§ **WHAT YOU HAVE TO DO**: Retype every item below word for word, leaving out the pictures.

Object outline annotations
-----
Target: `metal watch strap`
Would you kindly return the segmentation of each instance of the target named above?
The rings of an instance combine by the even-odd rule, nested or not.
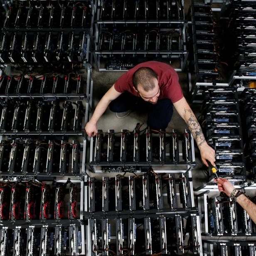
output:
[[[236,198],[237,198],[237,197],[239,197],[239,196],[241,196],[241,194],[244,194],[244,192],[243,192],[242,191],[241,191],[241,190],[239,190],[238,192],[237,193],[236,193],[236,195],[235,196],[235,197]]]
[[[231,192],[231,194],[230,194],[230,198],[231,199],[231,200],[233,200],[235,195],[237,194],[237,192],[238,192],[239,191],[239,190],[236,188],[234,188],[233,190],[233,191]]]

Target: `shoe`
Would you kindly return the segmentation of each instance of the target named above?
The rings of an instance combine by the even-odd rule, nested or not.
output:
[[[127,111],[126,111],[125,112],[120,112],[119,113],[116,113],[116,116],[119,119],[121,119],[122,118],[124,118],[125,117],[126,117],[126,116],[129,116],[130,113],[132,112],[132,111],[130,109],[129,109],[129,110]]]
-----
§ **TASK RESULT**:
Target: `metal watch strap`
Would you kindly return the segmentation of each instance of the target named above?
The rings of an instance combine by the even-odd rule, nested or not.
output:
[[[236,198],[237,198],[237,197],[239,197],[239,196],[241,196],[241,194],[244,194],[244,192],[243,192],[242,191],[241,191],[241,190],[239,190],[238,192],[237,193],[236,193],[236,195],[235,196],[235,197]]]
[[[231,192],[231,194],[230,194],[230,198],[231,199],[231,200],[233,200],[235,195],[237,194],[237,192],[238,192],[239,191],[239,190],[236,188],[234,188],[233,190],[233,191]]]

Target: `shoe`
Would you kindly return the segmentation of each instance of the target named above?
The rings of an instance combine by the even-odd rule, nested or not.
output:
[[[127,111],[126,111],[125,112],[120,112],[119,113],[116,113],[116,116],[119,119],[121,119],[122,118],[124,118],[125,117],[126,117],[126,116],[129,116],[130,113],[132,112],[132,111],[130,109],[129,109],[129,110]]]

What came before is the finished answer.